◆ Direction 1
Name every corporate name the Illinois Watch Company history gives for the firm, in chronological order.
◆ Direction 2
Write the next part of the Illinois Watch Company history, picking up after its last sentence.

--- start of Text extract ---

Illinois Watch Company
- Founded: 1870, Springfield, Illinois
- Founders: John C. Adams and John Whitfield Bunn
- Headquarters: Springfield, Illinois, United States

= Illinois Watch Company =

Defunct American watch manufacturer

The Illinois Watch Company was founded on December 23, 1870, in Springfield, Illinois, by John C. Adams, John Whitfield Bunn (1831–1920), and various additional financiers. Twenty years later, Jacob Bunn Jr., (1864–1926) took over and ran the company until his death in 1926. The Bunn family surname was used in their most famous railroad watch, the Illinois "Bunn Special".

The company was sold to Hamilton Watch Company in 1927 and ceased to manufacture watches in the USA in the mid 1930s.

The Illinois Watch Company was reestablished in 2009 in Quincy, Illinois, and are currently servicing vintage Illinois watches as well as producing new watches, the first of which was assembled at the Quincy facility in 2020.

==History==
The history of the Illinois Watch Company contains three distinct institutional chapters:

===The Springfield Watch Company===
The corporation was established as the Springfield Watch Company by John C. Adams of Massachusetts, and John Todd Stuart, William B. Miller, Dr. George Pasfield, John Whitfield Bunn, John Williams, and George N. Black, all of Springfield, Sangamon County, Illinois. John Todd Stuart served as the first President of the new corporation, which had been capitalized initially at $100,000.00. William B. Miller served as the first Secretary. The other named men constituted the original Board of Directors of the Springfield Watch Company. In 1873, the corporation established a corporate office in New York City. By the end of the year 1872, the corporation had sold approximately 10,000 watch movements.

===The Illinois Springfield Watch Company===
The Springfield Watch Company encountered severe financial difficulty during its institutional infancy. Consequently, the corporation had to undergo reorganization in 1877. In July, 1877, the corporation changed its name to the "Illinois Springfield Watch Company." Erastus Newton Bates, the second President of the corporation, assumed the chief executive leadership of the newly reorganized concern until July, 1878. The corporation again faced severe financial crisis, and had to be reorganized.

===The Illinois Watch Company===
The Illinois Springfield Watch Company was reorganized in the fall and winter of 1878, and was renamed the "Illinois Watch Company" (the final name of the corporation). Chief executive leadership of the corporation was assumed by Jacob Bunn Sr. (1814–1897), an Illinois industrialist, railroad financier, railroad reorganizer, wholesale grocer, commission merchant, newspaper publisher, land developer, coal operator, political advisor and financier, banker, and rope manufacturer. Jacob Bunn was the older brother of John Whitfield Bunn, and both men were among the closest friends and political allies of Illinois lawyer and statesman Abraham Lincoln, whose political career was largely financed and managed by the Bunn brothers. Jacob Bunn Sr., oversaw the steady growth of the new corporation, and under his administration the corporate employment grew from 260 in the year 1879 to 400 in the year 1880. Jacob Bunn led corporate sales along a certain and definite trajectory of growth in both volume of manufacture and corporate revenue. In 1879, the corporation manufactured 33,285 watch movements. In 1880, the corporation manufactured 47,065 watch movements. By 1890 the concern had established corporate offices in Chicago, New York City, and San Francisco. The corporation helped pioneer the logistical technology that served the enforcement of standard time for railroads throughout the world. At its apex of profitability, the Illinois Watch Company employed approximately 1,200 people.

--- end of Text extract ---
--- start of Given records ---

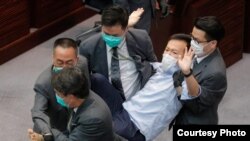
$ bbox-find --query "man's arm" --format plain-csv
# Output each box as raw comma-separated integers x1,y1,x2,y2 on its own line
31,84,51,134
52,118,108,141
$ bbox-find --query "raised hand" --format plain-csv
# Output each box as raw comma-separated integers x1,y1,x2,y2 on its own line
128,8,144,27
28,129,44,141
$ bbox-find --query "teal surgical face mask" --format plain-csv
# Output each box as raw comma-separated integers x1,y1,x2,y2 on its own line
161,53,177,72
102,33,123,48
52,66,63,73
56,94,69,108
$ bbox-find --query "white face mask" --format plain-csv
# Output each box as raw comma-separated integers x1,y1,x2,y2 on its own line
191,40,204,56
161,53,177,72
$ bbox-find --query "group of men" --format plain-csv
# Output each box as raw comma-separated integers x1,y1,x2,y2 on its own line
28,5,227,141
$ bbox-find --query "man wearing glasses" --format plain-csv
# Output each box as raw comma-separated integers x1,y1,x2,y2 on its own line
175,16,227,125
31,38,89,141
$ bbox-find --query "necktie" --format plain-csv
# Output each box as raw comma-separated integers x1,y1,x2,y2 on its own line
193,58,198,68
110,47,125,100
67,110,75,132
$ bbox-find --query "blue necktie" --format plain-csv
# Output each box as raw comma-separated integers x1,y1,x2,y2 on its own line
193,58,198,68
110,47,125,100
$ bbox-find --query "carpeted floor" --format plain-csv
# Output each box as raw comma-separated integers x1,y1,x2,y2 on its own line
0,15,250,141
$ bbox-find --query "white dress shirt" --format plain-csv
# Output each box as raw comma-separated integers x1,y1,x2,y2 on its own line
106,39,141,100
123,63,190,141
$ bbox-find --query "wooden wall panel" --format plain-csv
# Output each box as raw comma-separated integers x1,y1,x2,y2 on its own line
30,0,83,28
244,0,250,53
0,0,30,48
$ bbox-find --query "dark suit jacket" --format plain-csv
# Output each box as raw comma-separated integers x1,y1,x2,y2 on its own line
52,91,115,141
31,56,89,133
176,49,227,124
113,0,156,33
80,29,157,86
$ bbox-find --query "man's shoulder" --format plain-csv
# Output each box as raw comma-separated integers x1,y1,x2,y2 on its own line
36,66,51,83
80,32,101,46
128,28,148,36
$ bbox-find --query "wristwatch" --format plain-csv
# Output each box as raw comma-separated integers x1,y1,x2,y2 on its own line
183,69,193,77
43,133,53,141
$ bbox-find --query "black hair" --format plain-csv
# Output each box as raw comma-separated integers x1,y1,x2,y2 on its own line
101,5,129,29
51,67,89,99
169,33,191,48
53,38,78,56
194,16,225,42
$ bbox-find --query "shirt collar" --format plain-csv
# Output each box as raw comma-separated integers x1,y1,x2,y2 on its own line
106,38,126,52
195,55,208,64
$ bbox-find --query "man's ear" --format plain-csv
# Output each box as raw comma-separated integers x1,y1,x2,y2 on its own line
210,40,218,48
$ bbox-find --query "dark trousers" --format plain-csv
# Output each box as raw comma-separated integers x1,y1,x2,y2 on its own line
90,73,145,141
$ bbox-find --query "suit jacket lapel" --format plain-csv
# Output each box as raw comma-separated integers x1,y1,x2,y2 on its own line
126,31,137,58
193,49,218,77
93,39,109,78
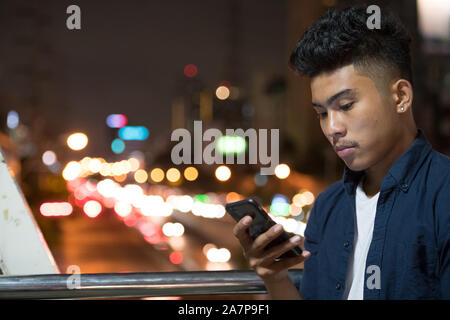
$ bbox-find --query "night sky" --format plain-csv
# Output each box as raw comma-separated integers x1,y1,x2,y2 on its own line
0,0,288,158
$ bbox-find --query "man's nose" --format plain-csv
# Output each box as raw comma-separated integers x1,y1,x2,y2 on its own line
327,110,346,137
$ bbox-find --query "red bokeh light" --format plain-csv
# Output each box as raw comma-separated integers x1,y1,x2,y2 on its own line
169,251,183,264
184,64,198,78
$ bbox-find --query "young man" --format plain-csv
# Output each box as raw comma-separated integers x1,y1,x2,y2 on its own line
234,7,450,299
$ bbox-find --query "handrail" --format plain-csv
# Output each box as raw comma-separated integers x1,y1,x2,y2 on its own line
0,269,303,299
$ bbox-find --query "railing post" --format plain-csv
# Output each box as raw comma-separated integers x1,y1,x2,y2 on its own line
0,148,59,275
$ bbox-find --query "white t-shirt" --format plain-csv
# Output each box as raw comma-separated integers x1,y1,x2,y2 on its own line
343,179,380,300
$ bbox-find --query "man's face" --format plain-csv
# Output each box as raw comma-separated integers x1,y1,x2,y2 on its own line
311,65,398,171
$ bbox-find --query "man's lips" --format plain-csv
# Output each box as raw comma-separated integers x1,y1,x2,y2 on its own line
335,146,355,158
334,145,354,152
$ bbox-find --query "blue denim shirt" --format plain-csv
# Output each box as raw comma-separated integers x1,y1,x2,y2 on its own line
300,129,450,299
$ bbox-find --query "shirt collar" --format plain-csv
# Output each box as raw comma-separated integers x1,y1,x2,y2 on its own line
343,128,431,195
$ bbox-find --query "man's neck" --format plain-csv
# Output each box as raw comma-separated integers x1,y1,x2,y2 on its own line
362,129,417,198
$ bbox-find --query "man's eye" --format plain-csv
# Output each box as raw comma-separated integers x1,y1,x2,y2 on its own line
316,112,327,119
341,102,353,110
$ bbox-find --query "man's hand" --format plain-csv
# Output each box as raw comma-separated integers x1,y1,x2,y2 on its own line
233,216,311,282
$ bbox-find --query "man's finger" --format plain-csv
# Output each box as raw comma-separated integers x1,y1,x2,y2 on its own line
273,251,311,272
251,224,283,253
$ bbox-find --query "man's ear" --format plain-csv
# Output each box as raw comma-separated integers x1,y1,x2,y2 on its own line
391,79,413,113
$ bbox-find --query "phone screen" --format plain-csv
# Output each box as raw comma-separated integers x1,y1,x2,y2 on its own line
226,199,302,258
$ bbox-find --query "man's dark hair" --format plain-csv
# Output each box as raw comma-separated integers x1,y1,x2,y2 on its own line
289,6,412,83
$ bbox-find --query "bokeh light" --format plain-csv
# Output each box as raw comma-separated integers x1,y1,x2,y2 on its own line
83,200,102,218
134,169,148,183
215,165,231,182
111,138,125,154
67,132,89,151
184,167,198,181
275,163,291,179
42,150,56,166
150,168,165,183
216,86,230,100
166,168,181,182
183,64,198,78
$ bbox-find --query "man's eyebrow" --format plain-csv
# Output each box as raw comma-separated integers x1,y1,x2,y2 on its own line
312,89,356,108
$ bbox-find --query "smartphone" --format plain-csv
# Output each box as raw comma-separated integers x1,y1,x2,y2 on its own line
225,199,302,259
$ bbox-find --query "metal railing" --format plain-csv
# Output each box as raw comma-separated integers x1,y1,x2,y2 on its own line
0,269,303,299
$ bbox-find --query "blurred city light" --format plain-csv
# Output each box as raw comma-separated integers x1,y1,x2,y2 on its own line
150,168,165,182
162,222,184,237
39,202,73,217
253,173,267,187
111,138,125,154
128,158,141,171
6,110,19,129
67,132,88,151
114,201,133,218
83,200,102,218
194,194,211,203
134,169,148,183
169,251,183,264
184,167,198,181
292,191,314,207
106,114,128,128
88,158,102,173
275,163,291,179
166,168,181,182
216,86,230,100
184,64,198,78
42,150,56,166
119,126,149,141
217,136,247,154
270,194,290,216
215,165,231,182
62,161,81,181
97,179,119,198
226,191,243,203
206,248,231,262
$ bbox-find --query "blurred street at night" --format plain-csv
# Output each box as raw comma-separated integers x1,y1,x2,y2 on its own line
0,0,450,297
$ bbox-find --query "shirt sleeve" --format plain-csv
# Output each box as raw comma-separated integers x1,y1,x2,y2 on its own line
300,195,320,300
436,177,450,299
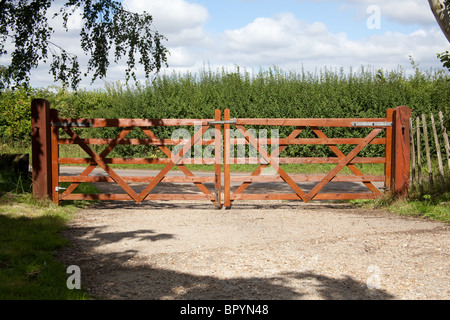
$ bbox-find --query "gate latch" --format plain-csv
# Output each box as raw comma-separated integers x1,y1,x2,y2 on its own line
352,122,392,127
208,119,236,124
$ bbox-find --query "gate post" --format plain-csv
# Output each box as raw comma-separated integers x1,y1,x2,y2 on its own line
31,99,52,199
50,109,59,205
390,106,411,197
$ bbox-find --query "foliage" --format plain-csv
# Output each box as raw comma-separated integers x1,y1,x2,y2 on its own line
0,63,450,157
0,86,36,143
0,0,167,89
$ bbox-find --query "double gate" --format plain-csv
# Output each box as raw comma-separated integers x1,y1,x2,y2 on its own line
32,100,411,208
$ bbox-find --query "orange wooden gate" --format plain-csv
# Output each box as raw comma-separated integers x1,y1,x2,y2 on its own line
224,107,410,207
32,100,410,208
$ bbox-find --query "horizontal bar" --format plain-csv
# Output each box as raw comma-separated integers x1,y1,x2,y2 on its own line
236,118,387,127
51,118,214,128
352,122,392,127
59,193,215,201
58,139,215,146
208,119,236,125
59,174,386,183
230,157,386,164
230,138,386,145
58,157,386,165
59,176,215,183
230,193,379,200
58,158,216,164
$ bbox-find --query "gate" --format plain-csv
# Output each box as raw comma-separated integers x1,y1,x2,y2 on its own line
32,100,411,208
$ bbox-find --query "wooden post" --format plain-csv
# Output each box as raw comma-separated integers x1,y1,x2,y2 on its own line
416,117,422,192
391,106,411,197
50,109,59,205
31,99,52,199
409,118,416,186
422,114,433,186
223,109,231,208
431,114,445,191
384,109,395,190
214,109,222,209
439,111,450,170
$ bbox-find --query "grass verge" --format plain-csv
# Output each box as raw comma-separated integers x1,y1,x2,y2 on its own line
353,180,450,223
0,172,96,300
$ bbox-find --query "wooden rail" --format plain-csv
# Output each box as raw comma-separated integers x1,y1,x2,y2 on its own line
32,100,411,208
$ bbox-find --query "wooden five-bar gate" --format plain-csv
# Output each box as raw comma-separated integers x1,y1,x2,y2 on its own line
32,99,411,208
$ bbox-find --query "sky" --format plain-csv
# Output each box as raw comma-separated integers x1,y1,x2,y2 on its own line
4,0,450,88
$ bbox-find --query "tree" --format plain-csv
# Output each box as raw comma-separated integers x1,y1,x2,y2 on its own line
428,0,450,70
0,0,168,89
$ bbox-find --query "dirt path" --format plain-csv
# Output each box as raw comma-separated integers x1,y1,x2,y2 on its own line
61,195,450,300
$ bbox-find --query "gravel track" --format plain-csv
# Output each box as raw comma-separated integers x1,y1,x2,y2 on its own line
60,195,450,300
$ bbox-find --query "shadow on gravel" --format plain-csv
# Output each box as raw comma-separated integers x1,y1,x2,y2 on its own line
58,222,395,300
75,200,355,211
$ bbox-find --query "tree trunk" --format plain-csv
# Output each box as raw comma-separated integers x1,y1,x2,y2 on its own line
428,0,450,42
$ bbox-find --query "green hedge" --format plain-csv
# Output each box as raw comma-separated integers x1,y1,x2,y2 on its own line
0,67,450,156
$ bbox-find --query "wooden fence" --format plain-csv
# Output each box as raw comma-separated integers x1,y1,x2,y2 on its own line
409,111,450,191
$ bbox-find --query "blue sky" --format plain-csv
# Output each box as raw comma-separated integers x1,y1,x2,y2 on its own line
4,0,450,87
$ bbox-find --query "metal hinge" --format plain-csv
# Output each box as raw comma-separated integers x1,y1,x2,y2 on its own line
352,122,392,127
208,119,236,124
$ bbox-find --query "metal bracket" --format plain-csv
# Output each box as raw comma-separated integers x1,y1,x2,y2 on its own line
352,122,392,127
208,118,236,124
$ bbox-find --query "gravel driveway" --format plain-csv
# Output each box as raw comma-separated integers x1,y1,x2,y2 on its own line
61,196,450,300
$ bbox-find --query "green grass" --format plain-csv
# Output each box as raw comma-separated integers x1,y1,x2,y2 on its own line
352,179,450,223
0,172,94,300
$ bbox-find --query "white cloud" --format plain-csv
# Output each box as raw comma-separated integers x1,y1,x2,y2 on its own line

--- end of Given records ---

◆ Final answer 1
1. Springfield Watch Company
2. Illinois Springfield Watch Company
3. Illinois Watch Company

◆ Final answer 2
==Management==
Principal Corporate Governance of the Illinois Watch Company:
1. Jacob Bunn (1814–1897): President, reorganizer, Director, Chairman.
2. John Whitfield Bunn (1831–1920): Vice-President, Director.
3. Charles Smorowski: Secretary of the corporation.
4. Jacob Bunn Jr. (1864–1926): Vice-President, President, Director, Chairman.
5. Henry Bunn: Vice President, President, Director, Chairman.
6. Benjamin Hamilton Feguson: Director, Vice-Chairman, Chairman.
7. Frederic W. Morgan: General Cashier, Credit Manager.
8. Julius Armbruster: General Salesman.

The passing of Jacob Bunn Jr. threw Illinois Watch into disarray. In 1928, for a sum in excess of $5,000,000.00, the Illinois Watch Company was purchased by the Hamilton Watch Company of Lancaster, Pennsylvania, which continued to operate the factory under the Illinois name and shifted the emphasis from pocket to wrist watch production. By 1932, the Great Depression forced Hamilton to close the Illinois factory, though they retained possession of the name for many years.

==Wristwatches==

Illinois Watch Company had four basic "periods" of wrist watch production. The first period was from the 1910s to the early 1920s, during which most wrist watches were converted pocketwatch movements. Gent's military and military-style specimens were made, often featuring porcelain dials.

The second period—from the early to mid-1920s—included movements and dials which were sold to be cased by individual jewelers. These were mostly small 6/0-size movements with 6:00 or 9:00 subsidiary seconds. Some were also cased at the factory using generic cases from a variety of sources. Some of the better-known models from that latter category include the Square, Canby, Square Cut Corner, Cushion, and Whippet. Also, larger 3/0-size movements were cased at the factory in this way—the Champion, Special, Ace/Maxine, and Atlantic, for example.

In the late 1920s, shortly before the Hamilton Watch Company took over, Illinois began commissioning its own unique wrist watch cases. The company cased and boxed its watches at the factory, marking the beginning of what many collectors consider the company's golden era, during which the finest watches were made. Models include the Picadilly, Major, Marquis, Chieftain, Ritz, New Yorker and Manhattan (the New Yorker came with a leather strap, the Manhattan with a metal one), Jolly Roger, Viking, Wembley/Medalist, Speedway, Guardsman, Trophy/Westchester, the Beau series (Beau Monde, Beau Geste, Beau Brummel, and Beau Royale), the Mate, and the top-of-the-line 14-karat solid gold Consul. Many collectors consider The Consul to be the finest American wrist watch ever made—examples with original silver pinstripe dials, starburst dials, and with a small second hand are especially desired. Some of these art deco models also came in 2-tone gold (white gold sections along with yellow or green gold) which are also very desired and rare.

The fourth period began in the early 1930s, and is characterized by the Streamline Moderne influence on the styling of the cases. Many of these watches featured a new 207 movement, 12/0-size with 17 jewels (of which only 40,000 were made) and included such sleek designs as the Futura, Chesterfield, Wentworth, Andover, and the 14kt Rockliffe. Many of these are very similar to watches made at the time by the Hamilton Watch Company.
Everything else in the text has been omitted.